INFORMATION GIVEN =>

•••

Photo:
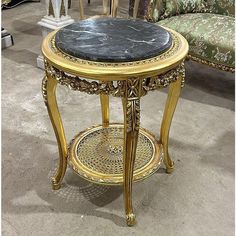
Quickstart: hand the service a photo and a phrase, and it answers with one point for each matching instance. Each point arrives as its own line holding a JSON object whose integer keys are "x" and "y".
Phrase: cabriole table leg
{"x": 172, "y": 99}
{"x": 49, "y": 89}
{"x": 131, "y": 106}
{"x": 105, "y": 109}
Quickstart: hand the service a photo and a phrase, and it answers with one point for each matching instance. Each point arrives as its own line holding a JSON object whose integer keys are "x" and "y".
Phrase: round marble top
{"x": 113, "y": 40}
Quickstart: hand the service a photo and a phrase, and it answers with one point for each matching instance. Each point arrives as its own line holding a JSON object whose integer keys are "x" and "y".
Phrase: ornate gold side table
{"x": 122, "y": 58}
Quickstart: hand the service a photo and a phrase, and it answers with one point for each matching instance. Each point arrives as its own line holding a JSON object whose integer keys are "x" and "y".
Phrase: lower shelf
{"x": 96, "y": 154}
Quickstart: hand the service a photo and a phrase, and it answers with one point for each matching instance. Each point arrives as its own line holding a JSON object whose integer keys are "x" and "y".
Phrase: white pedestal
{"x": 7, "y": 39}
{"x": 56, "y": 18}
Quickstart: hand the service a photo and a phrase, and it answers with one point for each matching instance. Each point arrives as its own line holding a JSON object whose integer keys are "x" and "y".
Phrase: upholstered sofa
{"x": 208, "y": 26}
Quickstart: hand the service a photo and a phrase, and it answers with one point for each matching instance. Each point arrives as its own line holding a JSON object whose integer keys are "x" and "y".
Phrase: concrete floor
{"x": 197, "y": 199}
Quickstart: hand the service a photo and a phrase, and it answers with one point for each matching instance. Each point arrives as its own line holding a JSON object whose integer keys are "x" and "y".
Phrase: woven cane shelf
{"x": 96, "y": 154}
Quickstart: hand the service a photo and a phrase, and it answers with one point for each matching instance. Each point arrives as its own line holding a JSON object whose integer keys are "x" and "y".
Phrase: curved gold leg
{"x": 114, "y": 7}
{"x": 105, "y": 109}
{"x": 172, "y": 99}
{"x": 49, "y": 89}
{"x": 131, "y": 105}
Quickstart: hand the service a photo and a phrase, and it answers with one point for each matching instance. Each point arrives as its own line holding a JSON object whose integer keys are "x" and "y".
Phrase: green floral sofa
{"x": 208, "y": 26}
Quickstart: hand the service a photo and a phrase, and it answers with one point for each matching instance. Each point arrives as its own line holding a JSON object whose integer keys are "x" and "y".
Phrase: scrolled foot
{"x": 130, "y": 219}
{"x": 55, "y": 185}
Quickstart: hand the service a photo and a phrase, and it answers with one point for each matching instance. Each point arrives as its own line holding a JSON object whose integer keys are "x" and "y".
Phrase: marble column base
{"x": 49, "y": 24}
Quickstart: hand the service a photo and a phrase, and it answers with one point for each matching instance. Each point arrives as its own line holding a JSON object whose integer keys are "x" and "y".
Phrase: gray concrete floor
{"x": 197, "y": 199}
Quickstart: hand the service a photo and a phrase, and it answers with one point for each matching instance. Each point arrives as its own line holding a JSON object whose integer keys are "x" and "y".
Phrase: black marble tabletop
{"x": 113, "y": 40}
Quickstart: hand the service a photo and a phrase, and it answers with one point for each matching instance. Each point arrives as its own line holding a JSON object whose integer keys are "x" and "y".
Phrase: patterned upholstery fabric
{"x": 177, "y": 7}
{"x": 210, "y": 36}
{"x": 223, "y": 7}
{"x": 157, "y": 9}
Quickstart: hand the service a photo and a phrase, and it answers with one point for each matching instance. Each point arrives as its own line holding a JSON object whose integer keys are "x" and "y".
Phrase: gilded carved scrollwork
{"x": 116, "y": 88}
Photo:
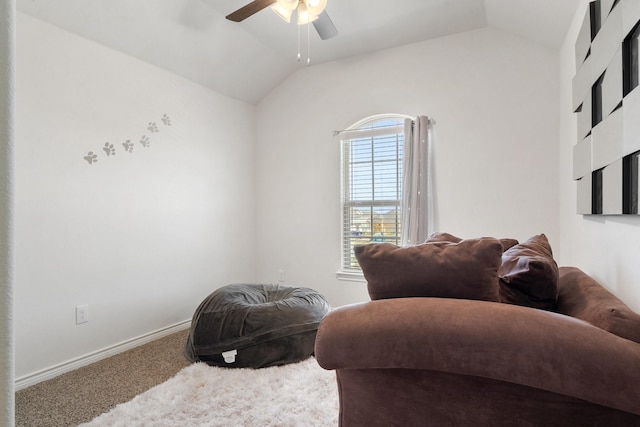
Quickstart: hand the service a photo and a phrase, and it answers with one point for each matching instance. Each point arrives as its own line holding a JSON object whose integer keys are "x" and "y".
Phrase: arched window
{"x": 372, "y": 153}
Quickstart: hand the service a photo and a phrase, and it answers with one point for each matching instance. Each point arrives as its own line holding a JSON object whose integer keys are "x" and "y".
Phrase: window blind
{"x": 372, "y": 187}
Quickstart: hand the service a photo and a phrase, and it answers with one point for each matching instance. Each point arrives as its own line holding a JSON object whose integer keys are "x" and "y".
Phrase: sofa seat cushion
{"x": 582, "y": 297}
{"x": 467, "y": 269}
{"x": 529, "y": 274}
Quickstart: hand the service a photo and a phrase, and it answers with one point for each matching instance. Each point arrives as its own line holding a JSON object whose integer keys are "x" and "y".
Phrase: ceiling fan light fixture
{"x": 282, "y": 13}
{"x": 315, "y": 7}
{"x": 304, "y": 14}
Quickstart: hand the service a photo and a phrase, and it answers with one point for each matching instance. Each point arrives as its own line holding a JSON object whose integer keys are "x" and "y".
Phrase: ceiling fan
{"x": 307, "y": 11}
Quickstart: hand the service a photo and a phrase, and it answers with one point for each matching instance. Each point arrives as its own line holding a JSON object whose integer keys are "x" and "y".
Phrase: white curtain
{"x": 417, "y": 194}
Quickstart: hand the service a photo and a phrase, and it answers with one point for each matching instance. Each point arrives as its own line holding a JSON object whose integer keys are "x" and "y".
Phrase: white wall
{"x": 606, "y": 247}
{"x": 494, "y": 97}
{"x": 140, "y": 237}
{"x": 7, "y": 90}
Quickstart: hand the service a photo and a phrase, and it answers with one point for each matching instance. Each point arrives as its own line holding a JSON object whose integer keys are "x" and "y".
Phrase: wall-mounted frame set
{"x": 606, "y": 98}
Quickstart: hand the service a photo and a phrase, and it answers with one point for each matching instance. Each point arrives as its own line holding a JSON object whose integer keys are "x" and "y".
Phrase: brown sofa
{"x": 425, "y": 361}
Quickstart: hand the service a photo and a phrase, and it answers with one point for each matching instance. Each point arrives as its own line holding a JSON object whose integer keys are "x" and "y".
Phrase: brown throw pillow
{"x": 580, "y": 296}
{"x": 440, "y": 236}
{"x": 529, "y": 274}
{"x": 467, "y": 269}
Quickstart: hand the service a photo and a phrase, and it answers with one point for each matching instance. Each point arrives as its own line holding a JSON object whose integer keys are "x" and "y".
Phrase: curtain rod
{"x": 338, "y": 132}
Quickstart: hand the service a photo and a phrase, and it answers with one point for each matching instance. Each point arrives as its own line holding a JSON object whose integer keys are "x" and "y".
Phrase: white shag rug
{"x": 299, "y": 394}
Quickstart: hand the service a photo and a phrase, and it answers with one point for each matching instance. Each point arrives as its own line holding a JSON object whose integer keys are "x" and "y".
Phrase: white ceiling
{"x": 246, "y": 60}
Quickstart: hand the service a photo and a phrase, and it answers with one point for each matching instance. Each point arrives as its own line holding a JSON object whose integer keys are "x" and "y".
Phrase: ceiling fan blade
{"x": 248, "y": 10}
{"x": 324, "y": 26}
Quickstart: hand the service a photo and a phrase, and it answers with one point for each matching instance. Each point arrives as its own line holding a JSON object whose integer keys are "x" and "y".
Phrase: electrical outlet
{"x": 82, "y": 314}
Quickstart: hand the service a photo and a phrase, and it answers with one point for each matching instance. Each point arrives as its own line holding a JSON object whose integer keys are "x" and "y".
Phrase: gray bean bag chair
{"x": 255, "y": 326}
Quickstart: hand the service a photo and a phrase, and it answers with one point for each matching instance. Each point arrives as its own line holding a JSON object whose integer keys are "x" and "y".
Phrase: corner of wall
{"x": 7, "y": 47}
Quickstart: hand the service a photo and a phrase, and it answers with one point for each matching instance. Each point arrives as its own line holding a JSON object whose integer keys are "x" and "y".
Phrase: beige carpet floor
{"x": 81, "y": 395}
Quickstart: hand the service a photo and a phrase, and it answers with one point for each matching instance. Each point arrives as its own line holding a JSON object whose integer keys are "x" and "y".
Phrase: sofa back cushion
{"x": 580, "y": 296}
{"x": 529, "y": 274}
{"x": 467, "y": 269}
{"x": 440, "y": 236}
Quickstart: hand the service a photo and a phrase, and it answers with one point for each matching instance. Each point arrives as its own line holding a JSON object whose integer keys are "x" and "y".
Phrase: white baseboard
{"x": 54, "y": 371}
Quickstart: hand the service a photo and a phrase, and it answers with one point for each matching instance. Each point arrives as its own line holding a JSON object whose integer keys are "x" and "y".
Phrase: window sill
{"x": 350, "y": 276}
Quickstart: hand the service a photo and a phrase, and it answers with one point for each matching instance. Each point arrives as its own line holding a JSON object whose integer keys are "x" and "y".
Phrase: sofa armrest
{"x": 515, "y": 344}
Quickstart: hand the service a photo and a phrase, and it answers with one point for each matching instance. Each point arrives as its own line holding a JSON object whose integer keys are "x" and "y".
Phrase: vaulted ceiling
{"x": 246, "y": 60}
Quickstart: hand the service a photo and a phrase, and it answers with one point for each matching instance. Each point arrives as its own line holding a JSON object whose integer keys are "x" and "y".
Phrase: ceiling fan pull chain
{"x": 298, "y": 42}
{"x": 308, "y": 44}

•••

EXERCISE DESCRIPTION =>
Collect every line of the items above that contains the string "sofa", and copy each one unchanged.

TASK ANSWER =>
Phrase: upholstered sofa
Phrase: green floral sofa
Phrase: sofa seat cushion
Phrase: brown sofa
Phrase: sofa back cushion
Phrase: sofa armrest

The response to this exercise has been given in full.